* _Teks Bacaan_

Sudah menjadi rahasia umum bahwa salah satu syarat sukses karir adalah kerja keras dan tekun. Di dunia ini, kita tidak akan pernah menemukan orang yang sukses tanpa kerja keras. Mulai dari pengusaha, penulis, ilmuan, hingga ke pedagang, semuanya senantiasa mencapai kesuksesan dengan bekerja keras. Anda setuju, bukan, dengan prinsip itu?
Akan tetapi, terkadang timbul masalah akibat prinsip itu. Ada banyak orang yang terlalu berpegang pada prinsip itu tanpa mempertimbangkan prinsip lainnya. Mereka bekerja sangat keras tanpa mempertimbangkan kesehatan dan keluarga, misalnya. Nah, pada akhirnya, benar, mereka mendapatkan kesuksesan karir, tetapi memiliki masalah dengan kesehatan serta masalah dengan keluarganya. Bahkan, ada juga yang tidak mencapai sukses karir, juga gagal dalam kehidupan keluarga serta memiliki masalah kesehatan yang serius. Yang demikian ini, tidak mencapai sukses karir lantaran kerja kerasnya tidak diimbangi dengan strategi lainnya untuk meraih sukses.
Jika direnungkan, setidaknya ada 3 tipe pekerja keras yang dapat kita jumpai. Tipe pertama yaitu, tipe pekerja keras yang tetap memperhatikan kesehatan dan kehidupan pribadi. Tipe ini memilih untuk memiliki kehidupan yang seimbang. Mengejar kesuksesan karir tidak lantas menjadikan tipe ini mengesampingkan kehidupan pribadinya.

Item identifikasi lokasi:

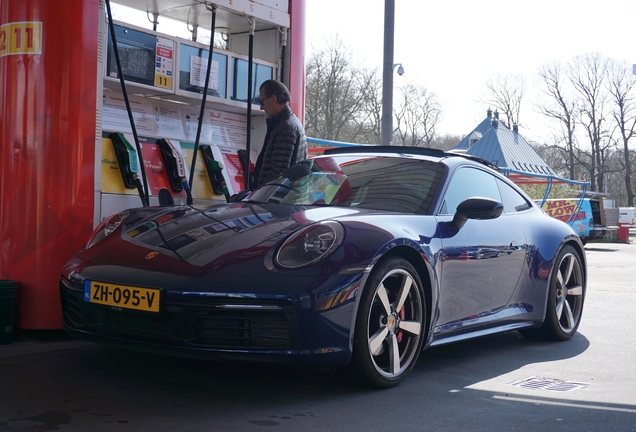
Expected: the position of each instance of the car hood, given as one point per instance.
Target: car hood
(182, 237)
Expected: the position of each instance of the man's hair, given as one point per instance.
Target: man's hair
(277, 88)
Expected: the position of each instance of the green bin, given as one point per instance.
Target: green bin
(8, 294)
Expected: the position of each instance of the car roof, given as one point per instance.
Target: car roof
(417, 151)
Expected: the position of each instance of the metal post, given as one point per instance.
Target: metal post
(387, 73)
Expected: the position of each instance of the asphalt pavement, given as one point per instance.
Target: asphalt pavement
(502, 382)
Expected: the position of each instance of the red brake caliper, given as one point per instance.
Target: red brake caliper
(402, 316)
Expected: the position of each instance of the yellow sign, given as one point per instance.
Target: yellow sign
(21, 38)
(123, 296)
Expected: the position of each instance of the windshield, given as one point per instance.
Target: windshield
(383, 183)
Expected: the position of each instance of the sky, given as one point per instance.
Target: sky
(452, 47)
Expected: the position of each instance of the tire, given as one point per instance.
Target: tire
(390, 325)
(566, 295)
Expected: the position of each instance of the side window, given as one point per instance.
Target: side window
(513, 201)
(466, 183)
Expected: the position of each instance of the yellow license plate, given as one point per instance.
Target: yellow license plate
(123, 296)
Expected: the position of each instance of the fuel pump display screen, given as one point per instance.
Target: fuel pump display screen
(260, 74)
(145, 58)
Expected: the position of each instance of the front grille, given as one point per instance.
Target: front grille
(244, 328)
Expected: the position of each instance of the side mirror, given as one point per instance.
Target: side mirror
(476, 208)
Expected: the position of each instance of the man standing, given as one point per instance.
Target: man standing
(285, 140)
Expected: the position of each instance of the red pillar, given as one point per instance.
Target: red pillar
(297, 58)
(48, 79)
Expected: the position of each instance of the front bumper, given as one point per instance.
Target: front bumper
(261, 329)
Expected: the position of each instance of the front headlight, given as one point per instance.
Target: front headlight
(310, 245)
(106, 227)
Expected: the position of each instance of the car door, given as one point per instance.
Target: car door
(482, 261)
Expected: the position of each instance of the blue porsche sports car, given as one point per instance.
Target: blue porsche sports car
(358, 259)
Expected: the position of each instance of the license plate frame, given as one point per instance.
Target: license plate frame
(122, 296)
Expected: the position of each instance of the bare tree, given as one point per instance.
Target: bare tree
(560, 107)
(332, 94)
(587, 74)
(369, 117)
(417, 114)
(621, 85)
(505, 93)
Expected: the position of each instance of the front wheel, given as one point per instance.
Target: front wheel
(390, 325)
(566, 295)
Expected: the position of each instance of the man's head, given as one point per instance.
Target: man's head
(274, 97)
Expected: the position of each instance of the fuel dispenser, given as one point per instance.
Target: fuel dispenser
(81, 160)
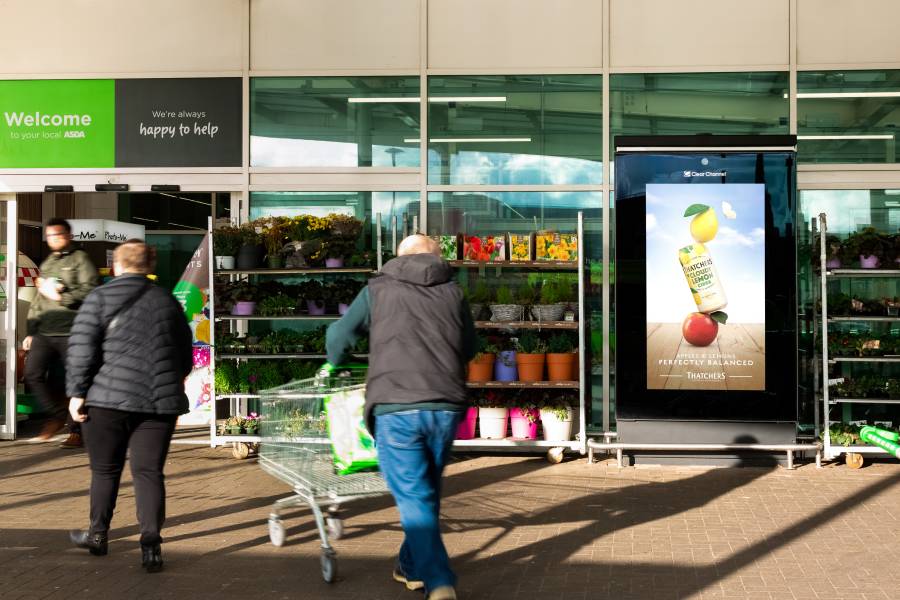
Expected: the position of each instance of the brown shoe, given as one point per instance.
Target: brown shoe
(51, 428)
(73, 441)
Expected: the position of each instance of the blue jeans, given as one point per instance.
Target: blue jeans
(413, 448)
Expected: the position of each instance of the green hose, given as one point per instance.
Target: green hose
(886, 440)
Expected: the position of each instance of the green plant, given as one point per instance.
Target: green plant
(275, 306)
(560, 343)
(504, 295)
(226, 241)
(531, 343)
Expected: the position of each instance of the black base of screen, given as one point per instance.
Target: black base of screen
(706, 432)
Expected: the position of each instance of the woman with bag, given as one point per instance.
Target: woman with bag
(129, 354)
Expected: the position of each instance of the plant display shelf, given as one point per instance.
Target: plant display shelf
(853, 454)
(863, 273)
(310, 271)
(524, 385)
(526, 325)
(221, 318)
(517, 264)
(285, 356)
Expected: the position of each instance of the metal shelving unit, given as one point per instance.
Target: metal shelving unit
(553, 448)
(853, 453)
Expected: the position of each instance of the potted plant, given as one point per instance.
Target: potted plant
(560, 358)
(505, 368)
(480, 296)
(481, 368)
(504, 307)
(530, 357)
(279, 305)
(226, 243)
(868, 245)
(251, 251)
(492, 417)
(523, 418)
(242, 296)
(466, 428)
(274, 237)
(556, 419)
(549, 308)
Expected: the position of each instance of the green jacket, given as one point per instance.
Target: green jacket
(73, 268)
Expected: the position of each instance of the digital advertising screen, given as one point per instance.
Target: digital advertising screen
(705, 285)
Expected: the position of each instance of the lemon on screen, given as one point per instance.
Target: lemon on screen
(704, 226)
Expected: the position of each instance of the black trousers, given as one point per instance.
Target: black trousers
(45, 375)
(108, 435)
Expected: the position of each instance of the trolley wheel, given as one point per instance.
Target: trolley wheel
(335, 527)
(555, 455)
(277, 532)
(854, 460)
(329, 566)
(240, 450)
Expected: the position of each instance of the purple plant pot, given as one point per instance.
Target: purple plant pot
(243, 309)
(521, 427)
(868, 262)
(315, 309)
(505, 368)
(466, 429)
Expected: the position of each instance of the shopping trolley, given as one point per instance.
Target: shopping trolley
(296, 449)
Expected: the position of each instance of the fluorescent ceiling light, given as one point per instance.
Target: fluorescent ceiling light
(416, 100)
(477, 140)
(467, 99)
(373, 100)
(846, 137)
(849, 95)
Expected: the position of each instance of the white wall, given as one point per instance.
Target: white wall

* _Tugas Latihan_
1) Menurut teks bacaan, apa yang tetap diperhatikan oleh tipe pekerja keras yang pertama?
2) Hitung berapa baris dalam data di atas yang memuat kata "side". Tulis angkanya saja.

* _Jawaban Tiap Tugas_
1) Kesehatan dan kehidupan pribadi.

2) 4